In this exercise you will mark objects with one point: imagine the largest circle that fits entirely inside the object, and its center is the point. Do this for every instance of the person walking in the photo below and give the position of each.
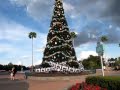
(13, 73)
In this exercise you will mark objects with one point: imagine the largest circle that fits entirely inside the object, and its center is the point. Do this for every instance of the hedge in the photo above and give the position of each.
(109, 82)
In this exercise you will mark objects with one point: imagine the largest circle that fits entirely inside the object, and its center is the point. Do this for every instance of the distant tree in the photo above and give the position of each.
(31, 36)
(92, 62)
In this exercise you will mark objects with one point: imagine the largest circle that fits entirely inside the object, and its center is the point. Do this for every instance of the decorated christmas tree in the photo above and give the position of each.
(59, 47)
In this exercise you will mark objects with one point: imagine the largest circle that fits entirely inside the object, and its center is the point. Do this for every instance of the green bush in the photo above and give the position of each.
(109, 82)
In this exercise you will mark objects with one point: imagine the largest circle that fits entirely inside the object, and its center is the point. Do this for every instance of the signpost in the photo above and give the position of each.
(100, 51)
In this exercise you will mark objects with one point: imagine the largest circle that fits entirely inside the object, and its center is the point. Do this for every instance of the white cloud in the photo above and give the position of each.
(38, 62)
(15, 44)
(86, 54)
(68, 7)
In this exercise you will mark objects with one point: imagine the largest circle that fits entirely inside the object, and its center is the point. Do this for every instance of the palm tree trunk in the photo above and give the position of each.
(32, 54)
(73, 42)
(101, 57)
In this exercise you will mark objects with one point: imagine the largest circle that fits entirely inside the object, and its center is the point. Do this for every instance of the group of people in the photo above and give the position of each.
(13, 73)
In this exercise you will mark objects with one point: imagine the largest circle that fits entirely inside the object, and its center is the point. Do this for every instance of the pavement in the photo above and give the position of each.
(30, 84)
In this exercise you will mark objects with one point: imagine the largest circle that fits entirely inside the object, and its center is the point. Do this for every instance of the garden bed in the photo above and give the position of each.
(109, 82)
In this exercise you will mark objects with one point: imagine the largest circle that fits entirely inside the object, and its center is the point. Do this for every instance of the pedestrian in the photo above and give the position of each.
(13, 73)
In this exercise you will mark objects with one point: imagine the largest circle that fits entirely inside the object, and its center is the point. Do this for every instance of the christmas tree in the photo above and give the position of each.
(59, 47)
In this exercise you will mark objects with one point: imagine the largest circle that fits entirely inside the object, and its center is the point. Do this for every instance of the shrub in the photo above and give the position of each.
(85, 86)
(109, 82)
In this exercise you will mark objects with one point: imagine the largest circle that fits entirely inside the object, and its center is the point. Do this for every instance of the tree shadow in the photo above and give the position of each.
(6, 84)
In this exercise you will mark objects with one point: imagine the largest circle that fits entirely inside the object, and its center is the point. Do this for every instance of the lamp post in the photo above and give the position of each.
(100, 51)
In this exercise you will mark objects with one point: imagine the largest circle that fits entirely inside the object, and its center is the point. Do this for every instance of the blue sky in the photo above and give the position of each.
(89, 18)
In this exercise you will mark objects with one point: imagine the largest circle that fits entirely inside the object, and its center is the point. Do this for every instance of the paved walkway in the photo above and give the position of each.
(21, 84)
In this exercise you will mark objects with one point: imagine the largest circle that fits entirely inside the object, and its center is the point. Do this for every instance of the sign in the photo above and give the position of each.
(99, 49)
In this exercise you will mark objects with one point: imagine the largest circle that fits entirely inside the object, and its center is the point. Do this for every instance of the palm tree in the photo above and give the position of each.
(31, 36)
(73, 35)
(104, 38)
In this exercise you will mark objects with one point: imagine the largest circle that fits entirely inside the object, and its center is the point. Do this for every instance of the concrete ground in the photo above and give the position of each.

########

■ DIRECTIONS FOR THIS TASK ■
Transcribe every record above exactly, leaving out the pictures.

■ ANSWER BELOW ■
In this exercise you will mark objects with one point: imagine the largest circle that fits entirely inside the object, and its center is the point. Do this for every instance of the person walking in the photo below and give the position of each.
(13, 73)
In this exercise you will mark objects with one point: imagine the largest circle that fits entirely inside the object, and its center is the point. Do this for every instance of the hedge in the photo above and give the position of each.
(109, 82)
In this exercise you will mark objects with one point: imagine the largest circle that fits entirely inside the object, and its center is the point. Do this for every instance of the distant tree in the photo above and give the position of each.
(31, 36)
(92, 62)
In this exercise you will mark objects with one point: imagine the largest circle that fits entirely inside the object, and its center is the point. Do this for every instance of the decorated christmas tree in the photo above and give the position of each.
(59, 47)
In this exercise you will mark objects with one point: imagine the largest circle that fits entirely inside the object, and its center is the point. Do this for every instance of the green bush in the photo above and give the position of each.
(109, 82)
In this exercise you will mark objects with one point: imagine the largest circle that fits entirely inside the object, and its center is the point. Do this for every instance of the signpost in the photo above and give the position of each.
(100, 51)
In this exercise you will mark objects with one point: imagine the largest circle that fits entirely inside the object, and its center is the point. Do this for every instance of the white cloud in the photo above and give the position of each.
(38, 62)
(15, 44)
(86, 54)
(68, 7)
In this exercise you will mark objects with one point: imagine the largest circle that fits entirely inside the object, and its center is the point. Do this for every instance of the palm tree trunk in the photo above and give the position of each.
(32, 54)
(73, 42)
(101, 57)
In this exercise you will mark objects with one point: imagine the largest circle that fits entirely inside the object, and its center is the point. Do this for every instance of the group of people in the photo above and give the position of each.
(13, 73)
In this exercise you will mark objects with one point: imagine the largest circle that fits entirely inside the object, and its center is the point. Do this for every instance of the pavement in the photo above and give the position of each.
(30, 84)
In this exercise you will mark objects with one point: imagine the largest circle that fits entirely inside the object, and its center is the point. Do this for every instance of the garden bed in the photo above and give the position of each.
(109, 82)
In this exercise you will mark objects with one point: imagine the largest circle that fits entirely inside the object, and its center is the point. Do this for every instance of the pedestrian in the photo above and give the position of each.
(13, 73)
In this exercise you will mark objects with one point: imagine the largest circle that fits entirely inside the object, and its center is the point. Do this for every instance of the christmas tree in the photo above and give the position of each.
(59, 47)
In this exercise you will mark objects with one point: imagine the largest circle that fits entirely inside the object, and its center is the point. Do this for every instance of the shrub in the photo above and give the position of each.
(85, 86)
(109, 82)
In this exercise you will mark objects with one point: imagine the largest circle that fits entirely inside the object, and its center is the point. Do this for every instance of the tree shadow in the photo above and give the position of each.
(6, 84)
In this exercise you will mark objects with one point: imagine the largest circle that fits entirely inside the object, and its center is the point. Do this for every instance of the lamp post in the photo above and give the position of each.
(100, 51)
In this exercise you will mark objects with one point: imagine the largest circle that fits entirely inside the object, and its center is the point. Do this for every instance of the blue sky in the photo above and give the position of each.
(89, 18)
In this exercise you will mark objects with one point: imagine the largest circle that fits entirely inside the object, and its center is the point. Do this for every instance of the paved walkway in the photo above and give the position of each.
(21, 84)
In this exercise you will mark objects with one point: imagine the largest circle that fits entirely inside the object, and its center is the point. Do this for every instance of the sign in the photo above and give the position of each.
(99, 49)
In this exercise you will mark objects with one point: imagine the largest circle that fits entirely inside the object, and its center is the point. Do this for every instance of the palm tree in the photo above and give the position of each.
(31, 36)
(73, 35)
(104, 38)
In this exercise you will mark objects with one point: imagine the largest circle that fits entirely inside the object, and its center is the point. Do this for every instance of the concrete ground in the photo above and give the position of each.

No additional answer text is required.